[Written task] Reproduce the passage of the article below on mainstream media and the 2024 election, starting with "Who’s the real" and going on through "and journalistic integrity.".

[Extracted text]
Who’s the real loser in the 2024 election? Mainstream media.

People walk by the One Franklin Square Building, home of The Washington Post, in downtown Washington. The Post said on Oct. 25 that it would not endorse a presidential candidate, triggering a flood of subscription cancellations.

Pablo Martinez Monsivais/AP/File

November 1, 2024

The decision by the Washington Post not to endorse a presidential candidate for the first time in 36 years has roiled the newspaper, triggered a flood of subscription cancellations, and generated reams of commentary about media ownership and journalistic integrity.

But in the cacophony of a campaign in its final week, the tempest over endorsements felt like a holdover from a passing era of mass media consumption. Media fragmentation, partisanship, and distrust of legacy news outlets, particularly from the right, now prevent campaigns from directly pitching through mainstream media.

[Entries supplied]
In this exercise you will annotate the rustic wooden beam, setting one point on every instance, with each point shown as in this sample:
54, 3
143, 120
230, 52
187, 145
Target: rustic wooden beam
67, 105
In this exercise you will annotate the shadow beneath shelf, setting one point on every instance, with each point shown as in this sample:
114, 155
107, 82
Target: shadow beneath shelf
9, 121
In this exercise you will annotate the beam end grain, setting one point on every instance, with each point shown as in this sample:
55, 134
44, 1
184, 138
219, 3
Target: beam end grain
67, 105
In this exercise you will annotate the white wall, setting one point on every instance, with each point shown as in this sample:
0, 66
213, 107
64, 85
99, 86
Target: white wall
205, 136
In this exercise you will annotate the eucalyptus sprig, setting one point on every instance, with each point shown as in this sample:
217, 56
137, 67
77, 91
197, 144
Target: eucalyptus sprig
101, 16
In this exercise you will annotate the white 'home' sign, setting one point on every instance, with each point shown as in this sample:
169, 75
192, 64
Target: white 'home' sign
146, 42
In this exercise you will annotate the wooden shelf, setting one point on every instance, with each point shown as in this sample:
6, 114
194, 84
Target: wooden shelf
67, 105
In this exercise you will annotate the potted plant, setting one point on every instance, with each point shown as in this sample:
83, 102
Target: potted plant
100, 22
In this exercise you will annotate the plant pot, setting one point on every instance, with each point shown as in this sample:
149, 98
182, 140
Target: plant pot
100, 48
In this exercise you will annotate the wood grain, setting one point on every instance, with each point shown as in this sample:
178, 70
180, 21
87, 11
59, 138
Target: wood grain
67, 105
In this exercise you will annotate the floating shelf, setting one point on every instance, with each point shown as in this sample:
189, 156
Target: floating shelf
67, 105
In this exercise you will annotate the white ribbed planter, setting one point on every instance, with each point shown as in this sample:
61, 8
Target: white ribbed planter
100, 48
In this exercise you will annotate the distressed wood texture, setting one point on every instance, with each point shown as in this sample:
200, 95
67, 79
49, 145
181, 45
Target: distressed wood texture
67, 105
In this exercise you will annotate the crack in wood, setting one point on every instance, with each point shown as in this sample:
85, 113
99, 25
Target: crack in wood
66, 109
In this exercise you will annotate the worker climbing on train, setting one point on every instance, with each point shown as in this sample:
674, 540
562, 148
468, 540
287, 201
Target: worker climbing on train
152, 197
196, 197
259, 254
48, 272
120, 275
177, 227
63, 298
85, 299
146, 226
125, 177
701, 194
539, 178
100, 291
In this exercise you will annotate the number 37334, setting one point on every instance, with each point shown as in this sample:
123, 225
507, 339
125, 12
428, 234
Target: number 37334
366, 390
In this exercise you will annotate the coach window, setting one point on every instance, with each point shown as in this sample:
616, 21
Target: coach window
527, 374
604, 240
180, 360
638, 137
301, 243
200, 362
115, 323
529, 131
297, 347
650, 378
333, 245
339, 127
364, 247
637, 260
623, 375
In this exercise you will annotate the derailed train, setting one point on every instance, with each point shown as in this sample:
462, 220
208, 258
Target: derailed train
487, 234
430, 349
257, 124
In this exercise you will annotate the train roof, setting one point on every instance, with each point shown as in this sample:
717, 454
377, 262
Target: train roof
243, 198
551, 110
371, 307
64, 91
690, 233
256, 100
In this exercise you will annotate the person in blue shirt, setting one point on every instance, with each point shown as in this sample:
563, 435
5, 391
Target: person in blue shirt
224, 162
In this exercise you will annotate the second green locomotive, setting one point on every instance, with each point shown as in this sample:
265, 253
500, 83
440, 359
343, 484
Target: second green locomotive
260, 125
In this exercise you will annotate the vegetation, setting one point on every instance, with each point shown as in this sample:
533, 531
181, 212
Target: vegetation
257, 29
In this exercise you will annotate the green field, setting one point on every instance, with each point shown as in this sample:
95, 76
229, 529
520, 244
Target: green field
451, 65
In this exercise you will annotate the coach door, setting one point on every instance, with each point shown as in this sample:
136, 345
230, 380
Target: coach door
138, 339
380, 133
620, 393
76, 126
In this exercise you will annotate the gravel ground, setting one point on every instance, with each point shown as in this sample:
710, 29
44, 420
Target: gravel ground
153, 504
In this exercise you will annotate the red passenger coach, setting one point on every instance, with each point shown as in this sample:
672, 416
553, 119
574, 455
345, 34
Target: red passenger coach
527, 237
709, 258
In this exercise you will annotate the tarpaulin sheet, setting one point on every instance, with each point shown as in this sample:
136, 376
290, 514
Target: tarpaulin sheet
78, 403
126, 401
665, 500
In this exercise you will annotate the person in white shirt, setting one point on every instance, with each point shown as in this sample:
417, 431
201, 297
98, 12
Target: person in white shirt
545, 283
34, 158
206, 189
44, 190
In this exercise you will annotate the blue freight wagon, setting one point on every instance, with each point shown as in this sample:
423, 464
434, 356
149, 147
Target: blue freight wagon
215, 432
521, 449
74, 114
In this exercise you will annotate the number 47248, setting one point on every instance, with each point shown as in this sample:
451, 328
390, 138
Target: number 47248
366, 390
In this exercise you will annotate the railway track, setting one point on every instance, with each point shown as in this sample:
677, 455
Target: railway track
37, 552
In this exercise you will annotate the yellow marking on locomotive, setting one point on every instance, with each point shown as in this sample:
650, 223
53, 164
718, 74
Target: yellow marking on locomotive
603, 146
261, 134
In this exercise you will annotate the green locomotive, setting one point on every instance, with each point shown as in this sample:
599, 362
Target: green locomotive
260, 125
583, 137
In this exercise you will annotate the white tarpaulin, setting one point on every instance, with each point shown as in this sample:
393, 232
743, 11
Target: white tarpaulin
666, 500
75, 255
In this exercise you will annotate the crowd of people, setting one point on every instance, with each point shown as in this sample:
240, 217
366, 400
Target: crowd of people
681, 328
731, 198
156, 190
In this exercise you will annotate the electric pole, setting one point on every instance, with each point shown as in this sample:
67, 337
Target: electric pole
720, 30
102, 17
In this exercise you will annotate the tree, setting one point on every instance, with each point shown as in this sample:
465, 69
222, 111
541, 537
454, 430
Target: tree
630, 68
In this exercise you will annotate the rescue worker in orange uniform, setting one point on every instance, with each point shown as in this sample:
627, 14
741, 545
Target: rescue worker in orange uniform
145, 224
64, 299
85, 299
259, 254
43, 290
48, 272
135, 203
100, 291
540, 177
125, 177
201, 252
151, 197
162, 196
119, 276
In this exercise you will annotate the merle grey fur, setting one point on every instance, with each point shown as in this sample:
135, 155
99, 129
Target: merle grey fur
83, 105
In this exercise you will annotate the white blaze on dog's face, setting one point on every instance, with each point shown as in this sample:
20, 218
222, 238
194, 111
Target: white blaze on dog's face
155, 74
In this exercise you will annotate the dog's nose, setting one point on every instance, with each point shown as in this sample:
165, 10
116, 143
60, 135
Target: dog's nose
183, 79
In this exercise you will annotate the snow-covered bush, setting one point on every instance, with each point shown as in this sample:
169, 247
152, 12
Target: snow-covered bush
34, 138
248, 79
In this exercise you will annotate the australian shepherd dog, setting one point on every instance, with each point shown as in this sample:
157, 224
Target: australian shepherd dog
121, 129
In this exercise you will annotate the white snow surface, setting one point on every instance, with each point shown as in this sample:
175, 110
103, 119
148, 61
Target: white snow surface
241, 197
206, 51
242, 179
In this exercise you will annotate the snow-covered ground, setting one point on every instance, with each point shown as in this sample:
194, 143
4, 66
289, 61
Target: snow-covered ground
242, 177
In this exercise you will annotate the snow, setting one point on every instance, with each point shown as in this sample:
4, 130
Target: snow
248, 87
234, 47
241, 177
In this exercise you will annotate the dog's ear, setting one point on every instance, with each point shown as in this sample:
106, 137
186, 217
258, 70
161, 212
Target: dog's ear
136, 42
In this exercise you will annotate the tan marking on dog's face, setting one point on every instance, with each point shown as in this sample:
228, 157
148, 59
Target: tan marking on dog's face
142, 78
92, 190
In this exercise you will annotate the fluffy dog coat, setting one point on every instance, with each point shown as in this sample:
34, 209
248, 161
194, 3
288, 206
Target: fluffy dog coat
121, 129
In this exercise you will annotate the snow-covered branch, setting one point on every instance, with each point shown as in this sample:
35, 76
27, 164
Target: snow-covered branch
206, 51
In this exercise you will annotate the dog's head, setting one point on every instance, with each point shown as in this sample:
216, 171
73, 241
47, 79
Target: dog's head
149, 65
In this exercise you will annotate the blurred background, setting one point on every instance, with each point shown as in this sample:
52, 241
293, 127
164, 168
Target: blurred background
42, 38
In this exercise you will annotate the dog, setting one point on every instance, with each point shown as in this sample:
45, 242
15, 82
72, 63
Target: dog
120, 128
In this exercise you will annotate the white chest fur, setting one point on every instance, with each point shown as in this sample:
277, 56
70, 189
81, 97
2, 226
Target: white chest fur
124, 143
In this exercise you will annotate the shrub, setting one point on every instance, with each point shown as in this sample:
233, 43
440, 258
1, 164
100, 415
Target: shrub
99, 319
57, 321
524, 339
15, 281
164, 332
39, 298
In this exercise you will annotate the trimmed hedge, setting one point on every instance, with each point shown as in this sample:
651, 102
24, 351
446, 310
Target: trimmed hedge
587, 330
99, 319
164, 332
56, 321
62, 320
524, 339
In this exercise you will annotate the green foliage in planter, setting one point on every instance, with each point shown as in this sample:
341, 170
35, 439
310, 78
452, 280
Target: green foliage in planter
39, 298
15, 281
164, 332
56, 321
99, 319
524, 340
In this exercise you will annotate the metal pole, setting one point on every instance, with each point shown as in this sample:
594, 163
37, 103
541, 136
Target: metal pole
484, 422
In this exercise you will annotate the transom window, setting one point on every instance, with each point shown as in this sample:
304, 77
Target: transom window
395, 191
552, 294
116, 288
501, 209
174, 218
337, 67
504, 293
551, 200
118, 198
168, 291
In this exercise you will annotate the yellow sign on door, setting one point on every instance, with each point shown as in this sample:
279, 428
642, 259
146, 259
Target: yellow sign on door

[Final result]
Who’s the real loser in the 2024 election? Mainstream media.

People walk by the One Franklin Square Building, home of The Washington Post, in downtown Washington. The Post said on Oct. 25 that it would not endorse a presidential candidate, triggering a flood of subscription cancellations.

Pablo Martinez Monsivais/AP/File

November 1, 2024

The decision by the Washington Post not to endorse a presidential candidate for the first time in 36 years has roiled the newspaper, triggered a flood of subscription cancellations, and generated reams of commentary about media ownership and journalistic integrity.